PASSAGE TO READ START
Real genuine plastic

The culture of convenience is
the culture of disposability. KS looks at our fetish for instant
consumer gratification and its consequences for the environment.
Loss
Leaders
“What I think has been lost — and forever,
as it can never return — is the Japaneseness of Japan. Manners,
language use, as well as the physical things like the basis of
culture. Things have become so un-Japanese.”
— British woodblock artist and Aichi resident David Stones
'05/9/24 Yomiuri Shimbun
Setting aside the subtle irony of that statement
issuing from a person whose very existence in Japan may actually
be contributing to the Japanese-ness he so laments disappearing,
Stones' argument is one worth taking up, if only for comparisons'
sake. Heartfelt paeans aside, the times truly are 'a changing;
the popular image of Japan as the “traditional,” set-in-stone,
Far Eastern-Shire is a stereotype going the way of … well,
wood-block artistry.

While there is, of course, the throwback-quaintness
of modern sumo tournaments, Kyoto's nostalgia-inducing “Old
Japan” neighborhoods and the rich cultural heritage of the
nation's onsen baths, there is also the fact that a hulking Mongolian
and a Georgian expatriate seem to dominate most of the tournaments
these days, that the city of Kyoto provides subsidies to city
residents not to modernize their houses (the better to seduce
tourists), and that one of the latest and greatest bath complexes
in Kansai is not a natural hot spring, but rather a many-roomed
(and entirely unnatural) marvel known as Spa World.
Consider the all-encompassing network of modern
conveniences that makes up the day of the average Kansai resident
— throwaway plastic umbrella bags outside of supermarkets
on rainy days; convenience store clerks hurling themselves at
light-speed toward their cash registers to assist waiting customers;
train ticket stubs that are taken automatically for you after
passing through your destination gate; cell phones that have more
or less eliminated the need to actually learn the more-difficult
kanji characters.
Corners are not so much gently cut as slashed;
a conver-gence of services is thrust upon people to make life
as easy as possible. Convenience is everywhere, and there is perhaps
nothing in Japan so convenient than the ever-visible, omnipresent
¥100 Shop — brightly-lit wonder-lands of household goods,
toys, stationery, gardening equipment and every other single item
one could possibly think of cramming into a store. Though ¥100-shopping
is enormously popular now, the beginning was a different story.

Crawling out of the rubble of the late 80s,
when the Japanese economy collapsed in a whoosh of insolvency,
companies such as Daiso found themselves in a world of financial
trouble. Across Japan, amusement parks shuttered, golf courses
went belly-up and many, many people — fully expecting to
work for the same company until retirement —suddenly found
themselves tossed to the wolves.
The time was ripe, enterprising minds surmised,
for bringing words like “cheap” and “discount”
back into vogue. Sensing a rare opportunity, Daiso chairman Hirotake
Yano redirected his company's energies into the bright, well-lit
¥100 Plaza Stores that would become the end-all, be-all of
thrift shopping in the “new” Japanese economy.
PASSAGE TO READ END
§ REQUIRED ACTION A
From the article on Japanese convenience culture, copy word for word the part that opens with the words containing "Real genuine plastic" and closes with "for the environment.".
§ REQUIRED ACTION B
In the article on Japanese convenience culture, who is named as Daiso's chairman?
§ REQUIRED ACTION C
List the modern conveniences that the article on Japanese convenience culture gives as making up the day of the average Kansai resident.
RECORDED INFORMATION START
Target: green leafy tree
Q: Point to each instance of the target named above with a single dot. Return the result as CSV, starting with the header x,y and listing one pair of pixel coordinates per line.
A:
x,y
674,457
RECORDED INFORMATION END
§ EXERCISE SOLUTION A
Real genuine plastic

The culture of convenience is
the culture of disposability. KS looks at our fetish for instant
consumer gratification and its consequences for the environment.

§ EXERCISE SOLUTION B
Hirotake Yano

§ EXERCISE SOLUTION C
- Throwaway plastic umbrella bags outside supermarkets on rainy days
- Convenience store clerks hurling themselves at light-speed toward their cash registers to assist waiting customers
- Train ticket stubs that are taken automatically after passing through the destination gate
- Cell phones that have more or less eliminated the need to learn the more-difficult kanji characters